Entries from a pointing dataset:
++++++++++
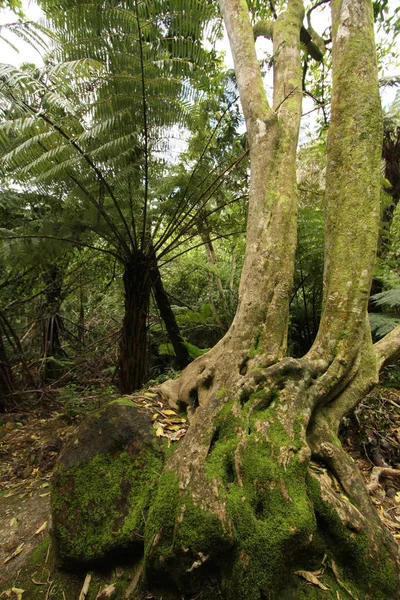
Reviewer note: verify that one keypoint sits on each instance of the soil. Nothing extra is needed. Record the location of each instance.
(31, 442)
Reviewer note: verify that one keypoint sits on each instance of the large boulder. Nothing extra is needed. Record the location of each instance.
(103, 483)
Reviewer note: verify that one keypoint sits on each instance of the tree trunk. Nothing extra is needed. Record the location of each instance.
(6, 376)
(52, 323)
(260, 490)
(133, 363)
(167, 315)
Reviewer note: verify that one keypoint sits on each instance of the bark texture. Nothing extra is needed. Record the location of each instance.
(133, 345)
(260, 486)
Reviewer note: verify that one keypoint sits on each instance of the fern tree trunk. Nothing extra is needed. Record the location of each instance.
(133, 362)
(52, 323)
(168, 316)
(6, 375)
(260, 487)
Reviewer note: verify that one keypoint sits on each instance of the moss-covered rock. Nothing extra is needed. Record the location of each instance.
(104, 482)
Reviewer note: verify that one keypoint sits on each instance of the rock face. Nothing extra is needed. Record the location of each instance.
(103, 484)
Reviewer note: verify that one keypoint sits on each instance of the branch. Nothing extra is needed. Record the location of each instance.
(60, 239)
(387, 350)
(145, 128)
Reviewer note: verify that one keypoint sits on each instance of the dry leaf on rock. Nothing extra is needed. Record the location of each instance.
(106, 593)
(308, 576)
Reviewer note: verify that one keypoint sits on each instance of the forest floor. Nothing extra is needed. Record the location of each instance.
(31, 441)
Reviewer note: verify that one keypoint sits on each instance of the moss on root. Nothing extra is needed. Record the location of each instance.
(180, 535)
(371, 573)
(41, 577)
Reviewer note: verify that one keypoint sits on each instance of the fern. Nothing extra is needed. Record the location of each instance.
(382, 324)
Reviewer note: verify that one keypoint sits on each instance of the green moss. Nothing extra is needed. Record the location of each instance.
(102, 503)
(123, 402)
(353, 549)
(183, 532)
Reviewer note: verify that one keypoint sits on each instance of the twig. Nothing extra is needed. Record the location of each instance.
(85, 587)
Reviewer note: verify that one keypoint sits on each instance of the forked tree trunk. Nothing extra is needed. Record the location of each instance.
(133, 363)
(260, 487)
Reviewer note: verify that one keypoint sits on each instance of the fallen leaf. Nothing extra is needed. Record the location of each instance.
(106, 593)
(41, 528)
(15, 553)
(336, 574)
(311, 579)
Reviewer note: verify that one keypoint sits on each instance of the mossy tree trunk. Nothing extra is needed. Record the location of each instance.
(260, 487)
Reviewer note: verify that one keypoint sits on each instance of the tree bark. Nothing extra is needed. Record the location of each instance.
(260, 488)
(52, 323)
(133, 363)
(6, 376)
(167, 315)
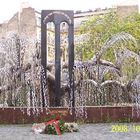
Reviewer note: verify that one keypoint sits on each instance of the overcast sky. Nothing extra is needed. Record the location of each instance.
(9, 7)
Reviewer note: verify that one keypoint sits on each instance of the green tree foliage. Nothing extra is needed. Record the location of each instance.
(102, 28)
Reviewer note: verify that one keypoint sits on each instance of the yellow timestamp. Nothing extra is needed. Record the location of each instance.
(125, 128)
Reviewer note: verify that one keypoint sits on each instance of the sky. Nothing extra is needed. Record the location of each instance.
(9, 7)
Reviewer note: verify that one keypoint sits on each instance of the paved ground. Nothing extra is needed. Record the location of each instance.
(87, 132)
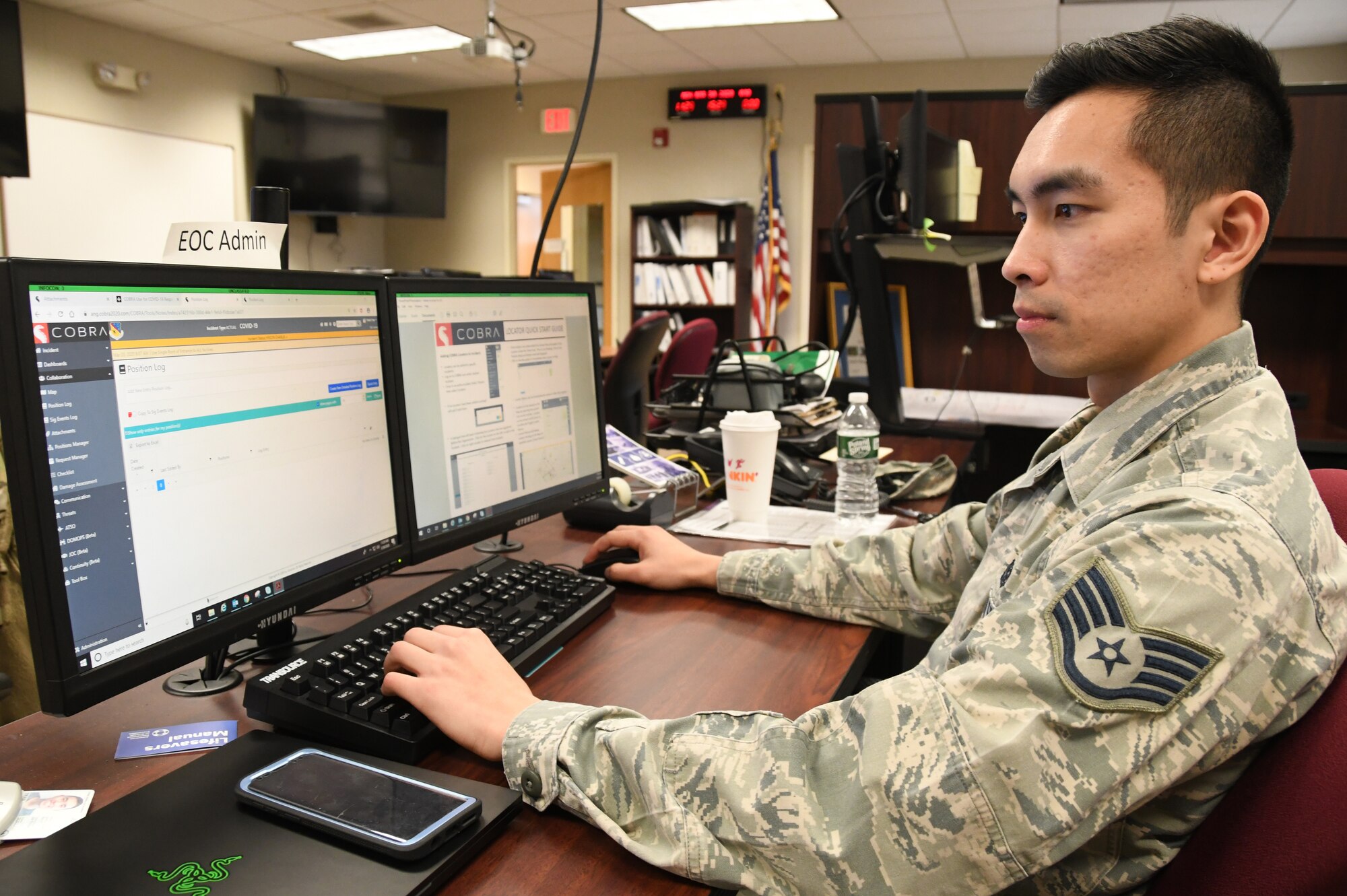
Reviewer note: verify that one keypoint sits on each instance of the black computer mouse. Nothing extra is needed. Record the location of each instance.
(614, 556)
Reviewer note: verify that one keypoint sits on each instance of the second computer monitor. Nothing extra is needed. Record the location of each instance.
(502, 394)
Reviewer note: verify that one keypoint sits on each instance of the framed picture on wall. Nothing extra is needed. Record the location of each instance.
(853, 362)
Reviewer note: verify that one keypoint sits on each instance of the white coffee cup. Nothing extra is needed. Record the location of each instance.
(750, 444)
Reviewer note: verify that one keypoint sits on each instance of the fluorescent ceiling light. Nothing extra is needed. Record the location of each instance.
(385, 43)
(728, 13)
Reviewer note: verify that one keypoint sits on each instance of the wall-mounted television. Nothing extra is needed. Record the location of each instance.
(14, 128)
(352, 158)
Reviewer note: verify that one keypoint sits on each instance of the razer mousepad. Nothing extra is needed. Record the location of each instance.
(192, 829)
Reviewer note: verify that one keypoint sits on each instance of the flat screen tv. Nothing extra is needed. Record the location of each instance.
(14, 129)
(352, 158)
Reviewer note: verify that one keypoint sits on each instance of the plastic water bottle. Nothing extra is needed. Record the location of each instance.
(859, 455)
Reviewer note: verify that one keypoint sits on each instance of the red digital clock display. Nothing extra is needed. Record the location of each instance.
(719, 102)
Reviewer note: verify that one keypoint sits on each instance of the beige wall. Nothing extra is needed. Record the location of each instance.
(705, 159)
(193, 93)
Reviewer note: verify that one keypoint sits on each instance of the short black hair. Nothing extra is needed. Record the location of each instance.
(1216, 113)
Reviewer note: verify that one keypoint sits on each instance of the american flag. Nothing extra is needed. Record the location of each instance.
(771, 259)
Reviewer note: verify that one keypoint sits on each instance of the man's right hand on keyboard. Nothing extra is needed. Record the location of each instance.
(666, 561)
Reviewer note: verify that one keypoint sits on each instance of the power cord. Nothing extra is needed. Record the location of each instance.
(576, 140)
(370, 596)
(425, 572)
++++++++++
Task goal: Copy out every line of the material above exactly, skipping the pictures.

Solution:
Reviewer note: verify that one keypoint sits on each instance of the soil. Nothing extra is needed. Record the location of each instance.
(31, 442)
Reviewer note: verify that one keypoint sits on each instance of the large boulder. Nothing extra is needed. Record the location of each instance.
(103, 483)
Reviewer note: verify that one keypoint sits on each instance of the tree trunk. Nothing extra is needed. Record the location of each instance.
(6, 376)
(52, 323)
(260, 490)
(133, 363)
(167, 315)
Reviewer note: verify that one keypoint sits on each instance of the bark texture. Nothing extra is needed. Record the location of each instance.
(133, 345)
(260, 486)
Reviewer note: verify that one keypoint sits on each instance of the fern tree trunk. Nothing extra is needed. Record the location of each instance.
(133, 362)
(52, 323)
(168, 316)
(6, 375)
(260, 487)
Reviewer note: verify that one keypoint sits on each instance of the moss-covered rock. Nothing extra is needed. Record the location of each instance.
(104, 482)
Reviewer note: verify that one keypoint sits on each instance of the rock face. Nothing extra is needed. Record the location of each instance.
(103, 484)
Reviewer note: verify that one keypoint sits on each instance of the branch. Nothing extra is needed. Record the location of each instance.
(60, 239)
(387, 350)
(145, 128)
Reviewer note: verify that one keypoint sits on each instance of the dry leaf on rock. Nothing extra is needed. Record the location of each instance.
(106, 593)
(308, 576)
Reviewer note: verify that one keypoint sits on each instance of the forest floor. Nothing extra is needed. Record the location of each instance.
(31, 441)
Reviewer note: verify that one keypoint sits on each instance of the moss on root. Nothing extra is needed. Record the location of each instance.
(180, 535)
(371, 573)
(41, 577)
Reviewer note: verify that one keypoint sits on each instance of the fern. Nothing extra is needed. Record the location of each instance.
(382, 324)
Reviewer note: verify that one keypoint sits on each instance of the green moss. Nothing extra is needed. Record the location of each instance.
(102, 503)
(123, 402)
(353, 549)
(183, 532)
Reviewer note: verify that one keypoint sits on each instance of the twig. Nothing extra is needed. Record the location of each instance.
(85, 587)
Reviewer note: verify that one keypoint sits on each instance of the forked tree trunk. Nothing extra is needed. Record the location of each instance.
(133, 363)
(260, 487)
Reviewer note: verify that one keypoint sits on each instance of the fallen leaf. Nothing extra is needed. Record the location of each instance.
(106, 593)
(41, 528)
(15, 553)
(336, 574)
(311, 579)
Reviewer note: verify that one keypoint sits on each instance of the mossy tree trunk. Nothing extra is needed. Record the location of each instance.
(260, 487)
Reviewer note: verify that one keypoint sits on each instance of the tree bark. Nothing extra is needed. Record the location of each instance.
(260, 488)
(52, 323)
(133, 363)
(6, 376)
(167, 315)
Reviewer note: verify that one keypoint sits on each instance of the overcast sky. Nothing extra is needed. Record the location of each instance.
(9, 7)
Reviewer note: verify that one keypoint sits on each instance of the green tree foliage. Nothing extra is needed. Record the location of each instance.
(102, 28)
Reviewer note: verify that one keypoint sits on each instance of the yellow timestamp. Nothing extra is needed. Record the location of each instance.
(125, 128)
Reviewer note: verify that one keypoint sits on each instance of the sky. Nothing extra is needed. Record the location of each instance.
(9, 7)
Reviewer note: verify that one keypoint sits on each instance of the paved ground. Nothing extra is needed. Record the location of each instance.
(87, 132)
Reviewer note: verify that one keypoint sits on each instance of the black computer mouse. Nothing extra is needed. Record the location of each instance.
(614, 556)
Reviewer note: verify that one keypoint sits on each instance of the second computer monitor. Nothing extra is needed. Record the location of each instance.
(502, 394)
Reviewer note: verify that one keypoint sits on each instance of the framed picture on wall. Nothing extra is needed. Record the location of each instance.
(853, 362)
Reviewer note: verify that one keypoint sits on each instance of the white coffee cup. Nothing extra is needed. Record the location of each instance.
(750, 444)
Reviewer note: verify that one keypoint sits on each instance of the fluorescent ceiling light. Nothing extra is needed. Record the location of each instance.
(385, 43)
(728, 13)
Reviewer note: verify that one keypoint sits on each instance of the wall-mounted television. Nothing extra is needed. Record the location of each instance.
(14, 128)
(352, 158)
Reviewer note: verify that one keypoint sits on each instance of the razer mousepad. Nothing extra is needed. Record the location of each instance.
(192, 829)
Reviewer note: verify that one keypoint sits on each instance of the flat screen tv. Nothing extra is needed. Record the location of each instance.
(14, 129)
(352, 158)
Reviewer note: verify that one keypoint sits on each instance of the plastic water bottle. Nothing extra is needed. Record the location of each instance.
(859, 455)
Reviewer note: verify that one keypoint sits on each instance of the red digital clock display. Nothing extra is needed. Record the location of each instance.
(719, 102)
Reviewer note: verify that one keypoint sits on each instance of the beige wall. Nothing extra is needed. Record the location of each instance.
(705, 159)
(193, 93)
Reviewer note: verify that one keypoint sits on each instance of the short black hair. Nothing extra is needed. Record the location of each instance.
(1216, 113)
Reviewer note: verify that one keypoint sits on each instance of the american flag. Nothing extra is needed. Record the location of each instance.
(771, 259)
Reviewer note: verify that one keypoint sits on each instance of the man's right hand on keyboard. Nothing extra is needed. Record the location of each instance.
(666, 561)
Reviewer note: verify that one keypoint sits on each instance of the power cord. Nothing extra is needed. Record the location of each instance.
(576, 140)
(370, 596)
(425, 572)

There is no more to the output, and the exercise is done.